Basic Landscaping Principles

There are several fundamental principles on which the landscaping plan depends. Landscape architects and designers too, rely on these plans, namely beauty, privacy, safety, convenience, flexibility and easy maintenance. Though not all the criteria can be fulfilled at the same time you can design a plan to your satisfaction by keeping these goals in mind.

Beauty around the pool cab be created by blending the pool or spa and other landscape elements with the house to achieve an aesthetic balance in the whole environment. Privacy should be of prime concern and should include trees, fences walls, screens so as to block the view of the pool or spa area from outside. Comfort should be another thing that you must weigh. For soaking, sunning, entertaining or swimming should be giving you as much comfort, in the correct setting. Safety is another important criteria that should be given lots of thought for the safety of the swimmers. Also when the pool is not in use, the pool should have safety fence to keep away the children and animals from falling in. The area around the pool should be well lit too. For Convenience and flexibility try to plan the area such that entertaining, showering or changing are easily accessible. You can also include the furniture for relaxing by pool side. Ease of maintenance and ever increasing maintenance cost will always want you to choose materials that needs little maintenance. Also planting trees and shrubs that drop minimum of leaves and flowers in the water, will reduce the maintenance later.

As you plan the setting for your pool or spa, keep four basic landscape goals in mind: unity, balance, variety, and proportion.

Unity in a pool or spa setting is achieved when everything looks as though it belongs together. No landscape element stands out; each blends with the other parts, as well as with the house and the lot. To achieve unity, avoid designing too many distinctive units that will have to be tied together. The more units you divide your landscape into, the harder it will be to create unity.

Balance does a lot to make a setting pleasing. Most likely, your pool or spa will be the focal point of your landscape design. Achieve balance by combining elements that produce the same visual weight on either side of this center of interest. A large tree or structure on one side of a pool, for example, can be balanced with a grouping of smaller trees on the other.

Variety breaks up what could be monotonous unity. Differing but complementary grade levels, textures, colors, and shapes arouse visual interest both horizontally and vertically. Proportion demands that the various forms, materials, and open spaces of your landscape be in scale with one another. Nothing looks more out of place than a small pool in a yard as flat and expansive as a football field, or a patio that looks more like a parking lot than an entertainment area.

Landscape elements need to be in scale not only with each other, but also with your house, lot, and pool or spa. If your lot is extremely large, try breaking the space up into several distinct areas. Screens, plantings, patios, or walks become borders or barriers that can divide your yard into intimate areas.

To maintain proportion in a small lot, keep things simple and uncluttered. Tall vertical screens used to enclose a small area will actually make it seem larger, as will solid paving. Use plants with restraint-over planting adds clutter.

....

DIRECTIONS |
Answer these from the text on pool landscaping:
(a) What should a safety fence keep away when the pool is not in use?
(b) Which four basic landscape goals does the text say to keep in mind?
(c) What do tall vertical screens around a small area do to how it looks?

....

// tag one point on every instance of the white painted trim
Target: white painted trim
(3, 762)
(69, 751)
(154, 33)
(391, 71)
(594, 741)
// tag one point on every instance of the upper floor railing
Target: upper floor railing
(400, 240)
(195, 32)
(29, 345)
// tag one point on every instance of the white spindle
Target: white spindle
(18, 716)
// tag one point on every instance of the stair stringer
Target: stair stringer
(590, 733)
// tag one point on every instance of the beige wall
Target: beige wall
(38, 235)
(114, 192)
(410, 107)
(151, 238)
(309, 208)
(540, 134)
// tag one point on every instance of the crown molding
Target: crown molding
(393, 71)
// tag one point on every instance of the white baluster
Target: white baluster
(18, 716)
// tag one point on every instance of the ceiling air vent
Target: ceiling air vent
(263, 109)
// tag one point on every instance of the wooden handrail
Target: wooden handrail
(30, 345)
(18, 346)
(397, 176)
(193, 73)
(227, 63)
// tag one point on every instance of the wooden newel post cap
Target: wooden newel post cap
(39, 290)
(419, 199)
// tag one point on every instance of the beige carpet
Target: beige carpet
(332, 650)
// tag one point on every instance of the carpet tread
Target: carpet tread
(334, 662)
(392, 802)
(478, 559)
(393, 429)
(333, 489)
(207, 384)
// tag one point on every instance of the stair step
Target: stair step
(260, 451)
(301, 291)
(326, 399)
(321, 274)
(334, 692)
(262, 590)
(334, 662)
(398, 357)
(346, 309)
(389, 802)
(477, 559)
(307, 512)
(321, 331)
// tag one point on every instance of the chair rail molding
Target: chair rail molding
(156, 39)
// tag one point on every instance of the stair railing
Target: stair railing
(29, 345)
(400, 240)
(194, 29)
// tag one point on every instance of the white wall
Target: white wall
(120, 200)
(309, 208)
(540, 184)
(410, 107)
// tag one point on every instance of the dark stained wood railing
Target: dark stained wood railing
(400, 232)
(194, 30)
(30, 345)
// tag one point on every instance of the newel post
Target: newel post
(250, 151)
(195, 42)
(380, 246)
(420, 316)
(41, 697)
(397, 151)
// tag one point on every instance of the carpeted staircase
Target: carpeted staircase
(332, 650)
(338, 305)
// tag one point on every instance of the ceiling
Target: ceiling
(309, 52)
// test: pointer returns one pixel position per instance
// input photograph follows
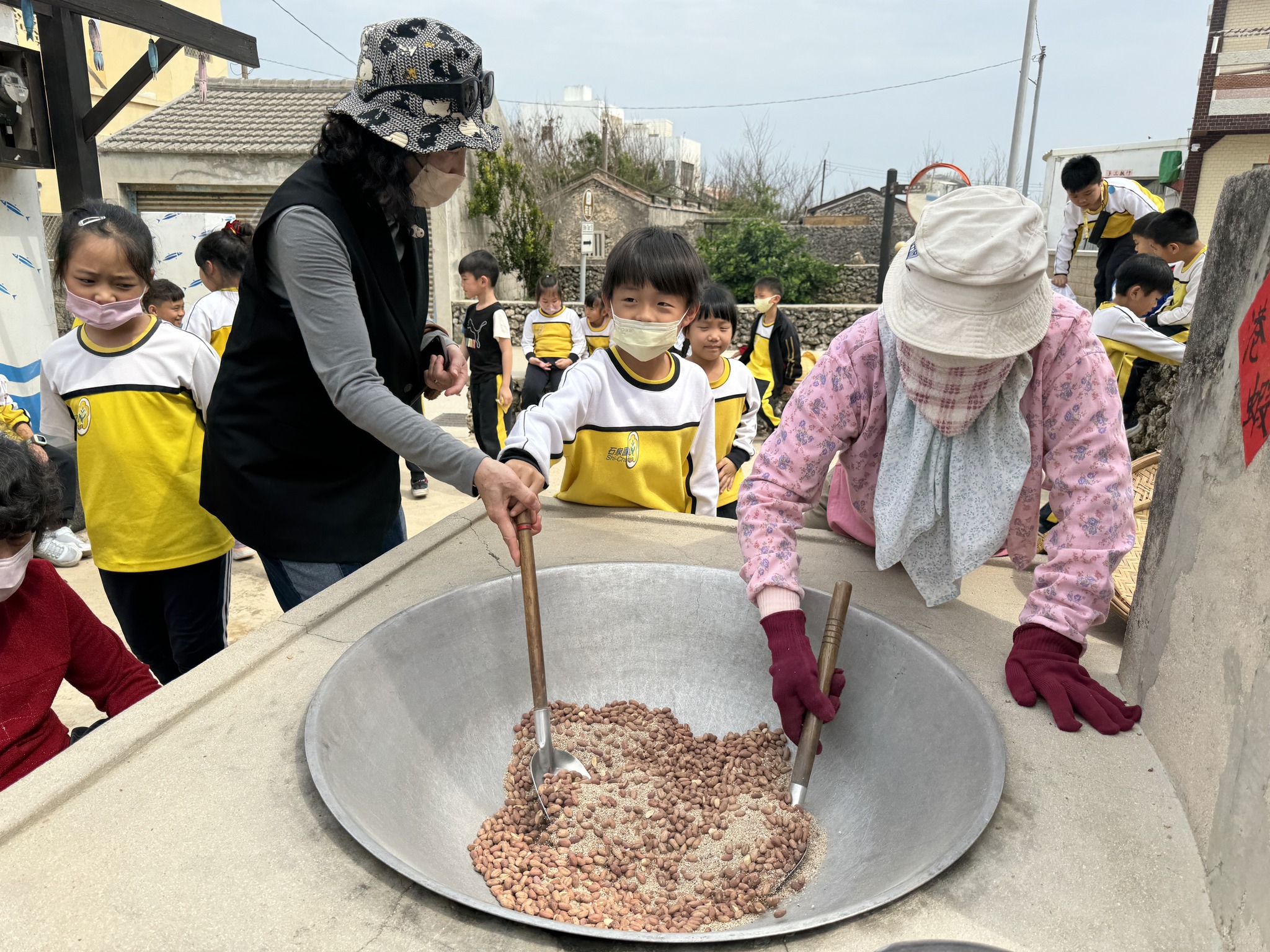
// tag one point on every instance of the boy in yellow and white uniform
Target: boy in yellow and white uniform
(598, 325)
(634, 423)
(735, 392)
(553, 340)
(1175, 238)
(1101, 211)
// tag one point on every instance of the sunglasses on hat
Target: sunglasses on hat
(470, 94)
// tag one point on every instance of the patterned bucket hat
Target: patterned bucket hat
(420, 86)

....

ANSWER BELOW |
(a) Children and animals, so they don't fall in.
(b) Unity, balance, variety, and proportion.
(c) They make the area seem larger.